§ **Exercise passage**
=== Section Start ===
If you’re a butter lover, though, I hope you’re using unsalted butter. Salted butter tends to have a higher water content, thus ruining the texture of the scrambled eggs. The sodium level is so high, too. I never seasoned my eggs whenever I used salted butter, but it still turned out a bit too salty, so I just stopped using salted butter in general.
Another thing I’d like to mention is I notice many using both oil and butter for their scrambled eggs, and it is such a crime. Not only is it redundant to do so, but it also makes the egg oily. The oil and butter method is to be used when you’re cooking with high heat with a risk of burning the butter; that’s why you need to add oil to stop the butter from browning too quickly. Meanwhile, with scrambled eggs, you’re only cooking with gentle heat; your butter will not and cannot burn.
Long story short: If you’re cooking scrambled eggs with both butter and oil, as a friend to a friend, please stop. None of us have room for unwanted excess fat.
What To Add To Eggs To Make Them Fluffy?
All that controversies about what to add in the eggs and how to make them fluffy is really just a big fuss. The right question that everyone should be asking is: What not to add in the eggs to make them fluffy.
=== Section End ===
§ **What the task asks**
Give again the part of the scrambled eggs text that begins at the words "If you’re a" and stops after the words "and cannot burn.", copying it word for word. The records that come next have no connection to the text on scrambled eggs.

§ **Entries shown**
=== Section Start ===
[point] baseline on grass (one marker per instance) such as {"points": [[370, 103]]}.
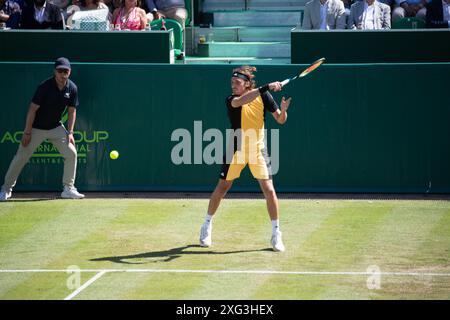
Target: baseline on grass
{"points": [[313, 66]]}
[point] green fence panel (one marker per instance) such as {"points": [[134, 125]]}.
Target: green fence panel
{"points": [[86, 46], [374, 46], [351, 128]]}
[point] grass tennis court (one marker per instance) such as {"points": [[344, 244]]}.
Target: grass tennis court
{"points": [[147, 249]]}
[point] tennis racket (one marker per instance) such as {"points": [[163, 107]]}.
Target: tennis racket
{"points": [[313, 66]]}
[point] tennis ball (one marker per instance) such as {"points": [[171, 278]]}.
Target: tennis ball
{"points": [[114, 154]]}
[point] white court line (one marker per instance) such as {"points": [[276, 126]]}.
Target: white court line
{"points": [[84, 286], [101, 272]]}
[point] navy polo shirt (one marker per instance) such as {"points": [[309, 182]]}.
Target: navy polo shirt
{"points": [[53, 102]]}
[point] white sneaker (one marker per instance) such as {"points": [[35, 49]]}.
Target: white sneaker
{"points": [[71, 193], [5, 195], [205, 235], [277, 243]]}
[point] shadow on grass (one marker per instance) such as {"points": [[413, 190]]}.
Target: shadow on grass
{"points": [[169, 255]]}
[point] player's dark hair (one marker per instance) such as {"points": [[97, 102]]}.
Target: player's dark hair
{"points": [[248, 71]]}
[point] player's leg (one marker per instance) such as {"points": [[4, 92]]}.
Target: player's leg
{"points": [[219, 193], [273, 209], [18, 162], [58, 137], [261, 170], [229, 172]]}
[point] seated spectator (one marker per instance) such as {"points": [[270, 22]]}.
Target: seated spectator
{"points": [[347, 5], [171, 9], [324, 15], [409, 8], [438, 14], [40, 14], [129, 16], [85, 5], [11, 12], [369, 15], [62, 4]]}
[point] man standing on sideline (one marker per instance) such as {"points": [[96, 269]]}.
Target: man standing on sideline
{"points": [[43, 122], [246, 108]]}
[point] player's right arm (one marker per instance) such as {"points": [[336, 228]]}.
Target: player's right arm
{"points": [[31, 115], [253, 94]]}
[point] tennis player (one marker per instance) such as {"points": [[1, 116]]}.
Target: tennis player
{"points": [[246, 110]]}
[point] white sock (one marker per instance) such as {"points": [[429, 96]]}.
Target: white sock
{"points": [[208, 218], [275, 226]]}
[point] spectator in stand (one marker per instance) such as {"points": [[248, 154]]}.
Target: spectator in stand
{"points": [[11, 13], [129, 16], [171, 9], [369, 15], [438, 14], [409, 8], [324, 15], [40, 14], [347, 5]]}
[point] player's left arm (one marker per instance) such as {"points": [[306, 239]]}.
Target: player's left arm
{"points": [[280, 115], [72, 112]]}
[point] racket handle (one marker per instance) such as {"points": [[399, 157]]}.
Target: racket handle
{"points": [[285, 82]]}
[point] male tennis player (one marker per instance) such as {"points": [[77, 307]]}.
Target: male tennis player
{"points": [[246, 108]]}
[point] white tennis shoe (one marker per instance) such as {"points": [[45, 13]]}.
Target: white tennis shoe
{"points": [[71, 193], [5, 195], [205, 235]]}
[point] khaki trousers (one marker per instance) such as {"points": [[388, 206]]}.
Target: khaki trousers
{"points": [[58, 137]]}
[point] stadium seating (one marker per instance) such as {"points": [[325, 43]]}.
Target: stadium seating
{"points": [[409, 23], [177, 31]]}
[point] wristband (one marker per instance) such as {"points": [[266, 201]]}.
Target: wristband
{"points": [[263, 89]]}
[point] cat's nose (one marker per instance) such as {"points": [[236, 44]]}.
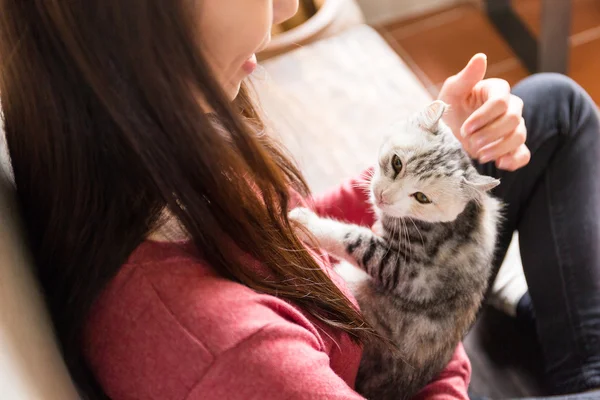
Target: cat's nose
{"points": [[381, 199]]}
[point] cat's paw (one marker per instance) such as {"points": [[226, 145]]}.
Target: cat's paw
{"points": [[306, 218]]}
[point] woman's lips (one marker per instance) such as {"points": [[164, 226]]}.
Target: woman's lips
{"points": [[250, 64]]}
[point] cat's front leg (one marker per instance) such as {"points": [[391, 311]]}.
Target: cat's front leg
{"points": [[358, 245]]}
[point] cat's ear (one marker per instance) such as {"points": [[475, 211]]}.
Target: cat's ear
{"points": [[476, 184], [429, 118]]}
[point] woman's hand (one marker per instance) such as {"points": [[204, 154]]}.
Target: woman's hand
{"points": [[486, 117]]}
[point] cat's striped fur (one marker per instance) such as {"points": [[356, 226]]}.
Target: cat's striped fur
=== Section End ===
§ **Worked solution**
If you’re a butter lover, though, I hope you’re using unsalted butter. Salted butter tends to have a higher water content, thus ruining the texture of the scrambled eggs. The sodium level is so high, too. I never seasoned my eggs whenever I used salted butter, but it still turned out a bit too salty, so I just stopped using salted butter in general.
Another thing I’d like to mention is I notice many using both oil and butter for their scrambled eggs, and it is such a crime. Not only is it redundant to do so, but it also makes the egg oily. The oil and butter method is to be used when you’re cooking with high heat with a risk of burning the butter; that’s why you need to add oil to stop the butter from browning too quickly. Meanwhile, with scrambled eggs, you’re only cooking with gentle heat; your butter will not and cannot burn.